▽

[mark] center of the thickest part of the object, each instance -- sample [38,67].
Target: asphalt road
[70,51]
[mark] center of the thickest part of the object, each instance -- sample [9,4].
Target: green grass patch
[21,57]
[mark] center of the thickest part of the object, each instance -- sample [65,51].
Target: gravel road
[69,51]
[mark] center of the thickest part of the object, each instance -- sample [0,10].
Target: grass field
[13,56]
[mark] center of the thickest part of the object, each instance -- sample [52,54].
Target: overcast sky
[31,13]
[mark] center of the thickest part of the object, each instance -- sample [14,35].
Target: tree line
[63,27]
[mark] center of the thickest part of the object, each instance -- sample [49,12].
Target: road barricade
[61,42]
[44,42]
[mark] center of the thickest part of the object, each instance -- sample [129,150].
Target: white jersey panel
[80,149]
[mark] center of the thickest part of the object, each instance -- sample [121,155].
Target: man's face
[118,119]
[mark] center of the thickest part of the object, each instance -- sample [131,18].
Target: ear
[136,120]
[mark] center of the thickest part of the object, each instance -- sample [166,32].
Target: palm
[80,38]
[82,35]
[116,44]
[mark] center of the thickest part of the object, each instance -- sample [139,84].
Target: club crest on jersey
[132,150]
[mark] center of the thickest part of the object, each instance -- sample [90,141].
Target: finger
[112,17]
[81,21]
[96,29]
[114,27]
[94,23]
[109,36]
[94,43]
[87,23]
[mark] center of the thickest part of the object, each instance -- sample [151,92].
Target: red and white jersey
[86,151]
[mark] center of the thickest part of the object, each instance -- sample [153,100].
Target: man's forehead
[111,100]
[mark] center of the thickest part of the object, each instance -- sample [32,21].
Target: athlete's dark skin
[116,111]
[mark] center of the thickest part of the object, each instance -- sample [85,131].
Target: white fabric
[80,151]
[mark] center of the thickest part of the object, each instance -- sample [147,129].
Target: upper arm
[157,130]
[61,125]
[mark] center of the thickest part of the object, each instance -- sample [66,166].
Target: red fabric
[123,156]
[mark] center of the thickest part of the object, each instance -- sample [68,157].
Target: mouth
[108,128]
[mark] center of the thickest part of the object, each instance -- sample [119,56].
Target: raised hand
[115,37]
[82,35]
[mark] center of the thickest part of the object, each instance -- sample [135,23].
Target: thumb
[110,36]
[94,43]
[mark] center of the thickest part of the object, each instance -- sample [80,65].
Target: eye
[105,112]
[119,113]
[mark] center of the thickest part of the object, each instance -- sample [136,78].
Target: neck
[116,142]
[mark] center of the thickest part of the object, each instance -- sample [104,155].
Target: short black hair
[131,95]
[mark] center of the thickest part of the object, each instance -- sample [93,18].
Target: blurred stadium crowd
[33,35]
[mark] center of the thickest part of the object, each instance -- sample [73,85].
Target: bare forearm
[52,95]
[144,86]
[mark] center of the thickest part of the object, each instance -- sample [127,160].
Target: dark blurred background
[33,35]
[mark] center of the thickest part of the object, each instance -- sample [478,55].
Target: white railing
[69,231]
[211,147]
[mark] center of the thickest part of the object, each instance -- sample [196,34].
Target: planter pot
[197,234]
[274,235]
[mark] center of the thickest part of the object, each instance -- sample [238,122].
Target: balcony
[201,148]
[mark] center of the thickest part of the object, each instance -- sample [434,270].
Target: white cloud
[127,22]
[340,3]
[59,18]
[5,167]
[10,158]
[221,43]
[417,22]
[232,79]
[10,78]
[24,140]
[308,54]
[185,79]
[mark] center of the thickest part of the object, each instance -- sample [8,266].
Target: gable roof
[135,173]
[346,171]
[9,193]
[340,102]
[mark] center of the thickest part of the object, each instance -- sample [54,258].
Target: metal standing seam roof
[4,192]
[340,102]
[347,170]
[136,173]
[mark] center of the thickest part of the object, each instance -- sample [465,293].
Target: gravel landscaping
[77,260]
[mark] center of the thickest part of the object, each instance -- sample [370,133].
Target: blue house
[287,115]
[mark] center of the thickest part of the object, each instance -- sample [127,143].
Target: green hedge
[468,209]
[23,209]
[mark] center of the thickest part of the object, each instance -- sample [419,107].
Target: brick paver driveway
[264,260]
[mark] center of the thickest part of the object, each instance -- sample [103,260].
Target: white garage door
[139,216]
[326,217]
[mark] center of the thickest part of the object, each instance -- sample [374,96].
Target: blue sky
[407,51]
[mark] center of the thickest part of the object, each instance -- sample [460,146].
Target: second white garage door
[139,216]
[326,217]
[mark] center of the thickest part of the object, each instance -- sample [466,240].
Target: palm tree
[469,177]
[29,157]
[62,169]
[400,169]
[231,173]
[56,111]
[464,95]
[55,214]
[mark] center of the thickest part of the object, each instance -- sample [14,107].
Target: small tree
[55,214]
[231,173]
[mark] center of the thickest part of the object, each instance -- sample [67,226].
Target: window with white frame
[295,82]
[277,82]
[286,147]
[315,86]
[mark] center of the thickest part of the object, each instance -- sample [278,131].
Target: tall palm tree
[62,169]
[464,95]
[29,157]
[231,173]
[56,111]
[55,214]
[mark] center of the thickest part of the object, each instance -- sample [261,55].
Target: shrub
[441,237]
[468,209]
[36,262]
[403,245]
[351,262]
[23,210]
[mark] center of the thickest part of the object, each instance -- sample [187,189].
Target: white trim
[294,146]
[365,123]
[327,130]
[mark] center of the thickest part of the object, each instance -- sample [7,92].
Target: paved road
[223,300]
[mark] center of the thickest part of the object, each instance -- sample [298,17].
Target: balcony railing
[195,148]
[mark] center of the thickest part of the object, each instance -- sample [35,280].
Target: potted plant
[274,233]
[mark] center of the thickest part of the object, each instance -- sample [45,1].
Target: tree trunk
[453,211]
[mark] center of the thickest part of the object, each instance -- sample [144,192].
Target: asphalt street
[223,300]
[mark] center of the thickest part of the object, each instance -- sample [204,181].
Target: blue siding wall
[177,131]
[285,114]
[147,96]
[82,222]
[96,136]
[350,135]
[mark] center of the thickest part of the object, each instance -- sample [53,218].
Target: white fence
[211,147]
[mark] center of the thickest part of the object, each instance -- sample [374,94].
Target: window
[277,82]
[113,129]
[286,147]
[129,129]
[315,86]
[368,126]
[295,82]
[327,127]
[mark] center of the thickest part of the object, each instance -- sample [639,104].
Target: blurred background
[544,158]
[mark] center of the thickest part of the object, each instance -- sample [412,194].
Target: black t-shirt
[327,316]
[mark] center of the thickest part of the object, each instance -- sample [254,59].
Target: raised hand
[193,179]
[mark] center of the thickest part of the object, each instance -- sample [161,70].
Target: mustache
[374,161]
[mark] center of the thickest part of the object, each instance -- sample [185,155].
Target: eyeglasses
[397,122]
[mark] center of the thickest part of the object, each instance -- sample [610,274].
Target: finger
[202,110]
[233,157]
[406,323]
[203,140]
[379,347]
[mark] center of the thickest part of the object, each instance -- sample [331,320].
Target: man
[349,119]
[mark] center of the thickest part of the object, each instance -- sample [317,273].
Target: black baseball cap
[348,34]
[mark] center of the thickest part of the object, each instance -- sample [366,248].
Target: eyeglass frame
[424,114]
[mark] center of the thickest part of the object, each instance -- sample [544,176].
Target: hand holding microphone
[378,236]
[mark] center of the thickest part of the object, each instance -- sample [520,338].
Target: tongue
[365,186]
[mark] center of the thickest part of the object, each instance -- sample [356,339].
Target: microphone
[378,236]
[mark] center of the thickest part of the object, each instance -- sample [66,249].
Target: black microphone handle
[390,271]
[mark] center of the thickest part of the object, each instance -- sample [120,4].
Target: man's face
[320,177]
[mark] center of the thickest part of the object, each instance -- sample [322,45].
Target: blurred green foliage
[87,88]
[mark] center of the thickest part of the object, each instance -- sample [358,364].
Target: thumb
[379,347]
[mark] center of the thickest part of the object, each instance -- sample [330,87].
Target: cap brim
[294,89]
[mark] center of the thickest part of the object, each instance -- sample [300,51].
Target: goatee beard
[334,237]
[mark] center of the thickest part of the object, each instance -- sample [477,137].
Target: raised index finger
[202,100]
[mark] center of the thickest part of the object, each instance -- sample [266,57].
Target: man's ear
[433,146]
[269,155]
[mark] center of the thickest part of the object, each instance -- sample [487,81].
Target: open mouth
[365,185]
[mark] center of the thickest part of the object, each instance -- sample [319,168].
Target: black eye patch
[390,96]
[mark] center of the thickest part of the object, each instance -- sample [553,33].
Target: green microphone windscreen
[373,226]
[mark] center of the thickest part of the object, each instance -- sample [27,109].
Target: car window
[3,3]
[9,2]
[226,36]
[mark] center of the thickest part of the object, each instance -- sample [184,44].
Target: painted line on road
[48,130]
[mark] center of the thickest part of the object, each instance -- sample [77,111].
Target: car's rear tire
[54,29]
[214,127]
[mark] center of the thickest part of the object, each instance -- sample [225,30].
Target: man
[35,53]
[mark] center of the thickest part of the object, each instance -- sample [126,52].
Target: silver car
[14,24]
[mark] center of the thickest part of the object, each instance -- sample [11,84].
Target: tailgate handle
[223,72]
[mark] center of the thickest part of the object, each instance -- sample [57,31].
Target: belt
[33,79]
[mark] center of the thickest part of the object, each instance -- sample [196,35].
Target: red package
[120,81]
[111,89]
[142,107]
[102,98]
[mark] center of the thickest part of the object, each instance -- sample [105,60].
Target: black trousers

△

■ REQUIRED WORK:
Give again, word for word, every line from the one holding "-- sample [184,44]." to the end of the data.

■ OUTPUT FOR THIS TASK:
[mark] center of the thickest part of the object, each instance -- sample [184,44].
Target: painted line on road
[48,130]
[mark] center of the thickest part of the object, each instance -- sample [77,111].
Target: car's rear tire
[54,29]
[214,127]
[mark] center of the thickest part of the object, each instance -- sample [225,30].
Target: man
[35,53]
[mark] center of the thickest part of the object, each instance -- sample [126,52].
Target: silver car
[14,24]
[mark] center of the thickest part of the object, each instance -- sample [11,84].
Target: tailgate handle
[223,72]
[mark] center of the thickest part of the object, each instance -- sample [57,31].
Target: belt
[33,79]
[mark] center of the thickest part of the object, each instance -- sample [196,35].
Target: red package
[120,81]
[111,89]
[142,107]
[102,98]
[mark] center of the thickest part of the object, each instance -- sample [105,60].
Target: black trousers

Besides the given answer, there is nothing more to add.